### What needs to be done
A single number is wanted: how many lines of the records below contain the word "golden".

### Records provided
· · · · ·

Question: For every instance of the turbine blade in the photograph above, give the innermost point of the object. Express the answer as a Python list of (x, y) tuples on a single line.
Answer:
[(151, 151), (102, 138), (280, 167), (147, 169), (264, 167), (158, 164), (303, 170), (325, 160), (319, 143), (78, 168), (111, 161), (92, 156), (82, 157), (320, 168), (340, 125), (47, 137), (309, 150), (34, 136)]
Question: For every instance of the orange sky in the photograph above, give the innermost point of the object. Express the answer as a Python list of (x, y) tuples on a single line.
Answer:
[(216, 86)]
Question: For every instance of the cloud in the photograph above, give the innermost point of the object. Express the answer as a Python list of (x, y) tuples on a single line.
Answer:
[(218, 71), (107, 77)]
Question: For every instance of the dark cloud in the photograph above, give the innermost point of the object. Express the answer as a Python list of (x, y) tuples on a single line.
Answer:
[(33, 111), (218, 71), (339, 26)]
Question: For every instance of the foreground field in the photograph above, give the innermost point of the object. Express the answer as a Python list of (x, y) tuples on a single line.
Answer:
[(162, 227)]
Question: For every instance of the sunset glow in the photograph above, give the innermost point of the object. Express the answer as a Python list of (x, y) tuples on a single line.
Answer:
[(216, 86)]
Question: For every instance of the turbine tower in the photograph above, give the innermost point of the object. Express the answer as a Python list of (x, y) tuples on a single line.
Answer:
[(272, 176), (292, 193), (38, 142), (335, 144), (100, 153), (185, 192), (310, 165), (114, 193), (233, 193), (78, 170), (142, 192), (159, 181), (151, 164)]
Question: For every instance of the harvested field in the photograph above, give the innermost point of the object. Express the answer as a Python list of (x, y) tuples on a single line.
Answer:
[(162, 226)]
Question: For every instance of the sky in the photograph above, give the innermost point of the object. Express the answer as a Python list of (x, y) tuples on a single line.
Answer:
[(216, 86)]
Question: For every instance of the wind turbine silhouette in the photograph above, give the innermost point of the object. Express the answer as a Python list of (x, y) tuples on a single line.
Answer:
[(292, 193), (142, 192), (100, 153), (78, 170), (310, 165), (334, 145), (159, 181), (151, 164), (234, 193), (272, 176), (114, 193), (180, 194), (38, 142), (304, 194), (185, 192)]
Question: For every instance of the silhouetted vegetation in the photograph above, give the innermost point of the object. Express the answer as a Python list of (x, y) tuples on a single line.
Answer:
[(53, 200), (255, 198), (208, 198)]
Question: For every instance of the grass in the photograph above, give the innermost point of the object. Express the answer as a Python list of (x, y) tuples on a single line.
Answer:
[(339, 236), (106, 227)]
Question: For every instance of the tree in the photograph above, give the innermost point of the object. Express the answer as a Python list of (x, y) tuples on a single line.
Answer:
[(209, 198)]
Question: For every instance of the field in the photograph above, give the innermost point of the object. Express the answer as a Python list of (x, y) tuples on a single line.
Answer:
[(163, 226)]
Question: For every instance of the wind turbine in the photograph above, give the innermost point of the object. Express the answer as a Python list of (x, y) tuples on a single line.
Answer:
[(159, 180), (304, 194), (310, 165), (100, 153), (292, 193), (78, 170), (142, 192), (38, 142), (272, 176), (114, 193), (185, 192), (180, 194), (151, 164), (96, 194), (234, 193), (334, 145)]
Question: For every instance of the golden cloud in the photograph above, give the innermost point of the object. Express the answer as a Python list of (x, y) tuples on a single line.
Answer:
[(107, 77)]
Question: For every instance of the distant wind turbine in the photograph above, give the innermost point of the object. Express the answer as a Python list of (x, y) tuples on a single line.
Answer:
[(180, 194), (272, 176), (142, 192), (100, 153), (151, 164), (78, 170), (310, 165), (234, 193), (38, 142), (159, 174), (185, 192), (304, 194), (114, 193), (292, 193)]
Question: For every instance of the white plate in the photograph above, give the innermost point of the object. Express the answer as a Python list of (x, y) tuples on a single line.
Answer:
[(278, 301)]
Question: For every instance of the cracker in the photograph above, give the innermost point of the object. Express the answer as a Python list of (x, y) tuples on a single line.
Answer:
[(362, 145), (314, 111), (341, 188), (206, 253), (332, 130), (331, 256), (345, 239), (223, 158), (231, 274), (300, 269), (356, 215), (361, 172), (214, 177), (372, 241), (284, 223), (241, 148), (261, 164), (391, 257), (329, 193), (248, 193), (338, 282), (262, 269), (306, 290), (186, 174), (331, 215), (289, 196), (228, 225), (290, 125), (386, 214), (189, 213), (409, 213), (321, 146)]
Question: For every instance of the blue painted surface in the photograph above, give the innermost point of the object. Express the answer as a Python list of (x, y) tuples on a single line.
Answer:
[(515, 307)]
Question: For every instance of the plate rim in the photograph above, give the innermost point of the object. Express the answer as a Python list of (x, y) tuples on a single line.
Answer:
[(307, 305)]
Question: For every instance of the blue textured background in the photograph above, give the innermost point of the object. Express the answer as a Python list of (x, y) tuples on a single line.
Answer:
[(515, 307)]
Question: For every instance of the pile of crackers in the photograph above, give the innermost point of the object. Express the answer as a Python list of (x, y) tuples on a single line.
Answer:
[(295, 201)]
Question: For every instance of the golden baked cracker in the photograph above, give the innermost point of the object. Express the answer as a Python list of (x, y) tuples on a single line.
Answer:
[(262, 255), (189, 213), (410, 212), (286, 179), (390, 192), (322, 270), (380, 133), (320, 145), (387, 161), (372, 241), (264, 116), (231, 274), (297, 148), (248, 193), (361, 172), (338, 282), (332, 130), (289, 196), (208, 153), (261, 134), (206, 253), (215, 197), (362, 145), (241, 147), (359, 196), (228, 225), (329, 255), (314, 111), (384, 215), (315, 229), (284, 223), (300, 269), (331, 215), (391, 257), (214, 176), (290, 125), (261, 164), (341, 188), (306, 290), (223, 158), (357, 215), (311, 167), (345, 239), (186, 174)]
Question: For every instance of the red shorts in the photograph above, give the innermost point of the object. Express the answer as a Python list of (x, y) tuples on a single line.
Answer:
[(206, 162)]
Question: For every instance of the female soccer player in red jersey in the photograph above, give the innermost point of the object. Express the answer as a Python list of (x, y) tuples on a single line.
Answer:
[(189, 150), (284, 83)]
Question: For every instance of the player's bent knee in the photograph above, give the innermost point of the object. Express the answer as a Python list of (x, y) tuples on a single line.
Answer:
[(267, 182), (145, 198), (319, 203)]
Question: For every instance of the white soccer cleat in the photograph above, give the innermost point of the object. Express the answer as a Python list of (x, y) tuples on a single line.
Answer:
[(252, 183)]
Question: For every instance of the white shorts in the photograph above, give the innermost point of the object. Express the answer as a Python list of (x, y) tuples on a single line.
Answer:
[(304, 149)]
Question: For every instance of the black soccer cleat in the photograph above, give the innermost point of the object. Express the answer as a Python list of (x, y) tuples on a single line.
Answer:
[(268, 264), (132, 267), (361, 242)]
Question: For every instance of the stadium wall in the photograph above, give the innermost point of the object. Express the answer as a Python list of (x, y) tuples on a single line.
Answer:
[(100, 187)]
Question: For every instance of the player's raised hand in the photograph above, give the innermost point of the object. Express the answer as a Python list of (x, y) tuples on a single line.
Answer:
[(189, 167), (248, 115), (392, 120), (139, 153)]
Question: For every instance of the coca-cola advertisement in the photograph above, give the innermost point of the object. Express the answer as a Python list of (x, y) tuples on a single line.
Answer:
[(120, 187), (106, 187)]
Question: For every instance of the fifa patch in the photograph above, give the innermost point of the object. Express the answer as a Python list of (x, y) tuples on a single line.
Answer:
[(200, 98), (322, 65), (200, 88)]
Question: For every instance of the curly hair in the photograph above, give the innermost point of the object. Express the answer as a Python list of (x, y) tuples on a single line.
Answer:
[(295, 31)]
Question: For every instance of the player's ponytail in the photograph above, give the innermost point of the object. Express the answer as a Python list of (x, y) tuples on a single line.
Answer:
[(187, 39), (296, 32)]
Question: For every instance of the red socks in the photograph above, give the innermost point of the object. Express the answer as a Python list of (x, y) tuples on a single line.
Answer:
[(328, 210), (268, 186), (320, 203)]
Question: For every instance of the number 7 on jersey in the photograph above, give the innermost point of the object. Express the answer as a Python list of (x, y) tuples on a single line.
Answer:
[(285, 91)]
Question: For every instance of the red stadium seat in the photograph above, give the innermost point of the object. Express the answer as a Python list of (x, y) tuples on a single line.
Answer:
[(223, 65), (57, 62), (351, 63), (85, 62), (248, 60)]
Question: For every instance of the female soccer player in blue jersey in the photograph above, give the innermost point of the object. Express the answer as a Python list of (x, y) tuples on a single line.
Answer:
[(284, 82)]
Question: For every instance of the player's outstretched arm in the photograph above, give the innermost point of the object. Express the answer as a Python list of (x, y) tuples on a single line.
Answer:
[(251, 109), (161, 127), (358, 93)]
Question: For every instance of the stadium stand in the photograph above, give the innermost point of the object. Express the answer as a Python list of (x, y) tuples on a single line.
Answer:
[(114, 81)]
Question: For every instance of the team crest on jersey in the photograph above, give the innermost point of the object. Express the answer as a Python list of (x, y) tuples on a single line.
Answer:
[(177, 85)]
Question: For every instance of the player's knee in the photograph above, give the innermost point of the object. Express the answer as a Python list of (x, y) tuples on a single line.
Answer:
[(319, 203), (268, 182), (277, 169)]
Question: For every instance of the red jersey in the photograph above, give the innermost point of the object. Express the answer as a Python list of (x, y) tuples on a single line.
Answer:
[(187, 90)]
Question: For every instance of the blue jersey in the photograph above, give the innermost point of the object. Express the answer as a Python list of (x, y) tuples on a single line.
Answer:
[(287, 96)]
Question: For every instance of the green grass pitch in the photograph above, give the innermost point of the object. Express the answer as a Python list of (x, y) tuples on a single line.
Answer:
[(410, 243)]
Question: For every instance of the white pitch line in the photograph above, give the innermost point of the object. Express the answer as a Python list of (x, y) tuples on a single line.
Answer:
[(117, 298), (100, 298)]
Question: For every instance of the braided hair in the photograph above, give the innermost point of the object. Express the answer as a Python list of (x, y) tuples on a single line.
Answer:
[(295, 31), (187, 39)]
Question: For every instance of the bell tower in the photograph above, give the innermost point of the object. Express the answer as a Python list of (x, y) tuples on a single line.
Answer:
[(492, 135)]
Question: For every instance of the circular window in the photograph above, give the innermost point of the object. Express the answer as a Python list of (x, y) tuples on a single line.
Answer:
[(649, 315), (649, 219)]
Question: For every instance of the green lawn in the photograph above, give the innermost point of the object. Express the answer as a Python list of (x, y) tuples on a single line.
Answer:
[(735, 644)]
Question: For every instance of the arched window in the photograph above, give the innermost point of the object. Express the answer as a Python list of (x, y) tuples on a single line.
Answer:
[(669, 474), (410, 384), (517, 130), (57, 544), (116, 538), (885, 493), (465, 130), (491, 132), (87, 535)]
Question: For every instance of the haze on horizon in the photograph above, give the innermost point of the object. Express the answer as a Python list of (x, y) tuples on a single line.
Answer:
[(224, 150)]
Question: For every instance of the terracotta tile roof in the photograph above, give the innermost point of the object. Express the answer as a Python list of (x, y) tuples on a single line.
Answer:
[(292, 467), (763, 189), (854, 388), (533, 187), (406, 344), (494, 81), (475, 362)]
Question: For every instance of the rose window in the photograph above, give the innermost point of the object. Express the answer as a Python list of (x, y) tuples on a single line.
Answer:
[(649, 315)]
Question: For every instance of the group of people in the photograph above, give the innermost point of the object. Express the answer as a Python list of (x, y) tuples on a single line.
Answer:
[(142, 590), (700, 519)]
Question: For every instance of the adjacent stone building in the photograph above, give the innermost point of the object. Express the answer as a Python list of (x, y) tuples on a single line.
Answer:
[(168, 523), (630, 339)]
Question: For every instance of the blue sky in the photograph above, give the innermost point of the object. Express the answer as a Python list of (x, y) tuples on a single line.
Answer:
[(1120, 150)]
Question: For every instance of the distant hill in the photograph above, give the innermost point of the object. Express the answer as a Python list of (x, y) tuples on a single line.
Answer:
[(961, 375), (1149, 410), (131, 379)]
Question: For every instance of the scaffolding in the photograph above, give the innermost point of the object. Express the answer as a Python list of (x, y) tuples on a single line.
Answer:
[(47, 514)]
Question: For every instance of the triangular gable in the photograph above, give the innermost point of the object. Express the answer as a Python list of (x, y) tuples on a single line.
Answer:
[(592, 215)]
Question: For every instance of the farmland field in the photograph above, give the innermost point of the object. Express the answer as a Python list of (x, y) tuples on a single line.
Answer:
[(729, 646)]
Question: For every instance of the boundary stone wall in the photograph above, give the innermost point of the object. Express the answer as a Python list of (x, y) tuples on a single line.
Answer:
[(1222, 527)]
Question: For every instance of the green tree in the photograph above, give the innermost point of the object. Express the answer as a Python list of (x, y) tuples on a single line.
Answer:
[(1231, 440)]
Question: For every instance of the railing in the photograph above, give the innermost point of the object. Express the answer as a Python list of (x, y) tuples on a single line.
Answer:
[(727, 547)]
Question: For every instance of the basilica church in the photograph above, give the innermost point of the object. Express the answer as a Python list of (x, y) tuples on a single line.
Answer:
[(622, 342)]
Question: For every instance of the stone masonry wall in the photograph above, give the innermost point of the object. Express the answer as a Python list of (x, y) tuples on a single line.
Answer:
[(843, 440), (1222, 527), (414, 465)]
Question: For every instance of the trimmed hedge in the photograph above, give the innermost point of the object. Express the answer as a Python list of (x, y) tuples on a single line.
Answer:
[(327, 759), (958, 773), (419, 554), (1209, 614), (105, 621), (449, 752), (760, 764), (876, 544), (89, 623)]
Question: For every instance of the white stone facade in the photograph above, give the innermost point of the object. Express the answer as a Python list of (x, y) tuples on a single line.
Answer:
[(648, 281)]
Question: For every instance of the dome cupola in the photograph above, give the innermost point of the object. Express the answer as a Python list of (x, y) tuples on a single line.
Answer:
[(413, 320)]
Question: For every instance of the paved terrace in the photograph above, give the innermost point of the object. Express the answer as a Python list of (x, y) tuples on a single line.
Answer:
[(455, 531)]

· · · · ·

### Response to this task
2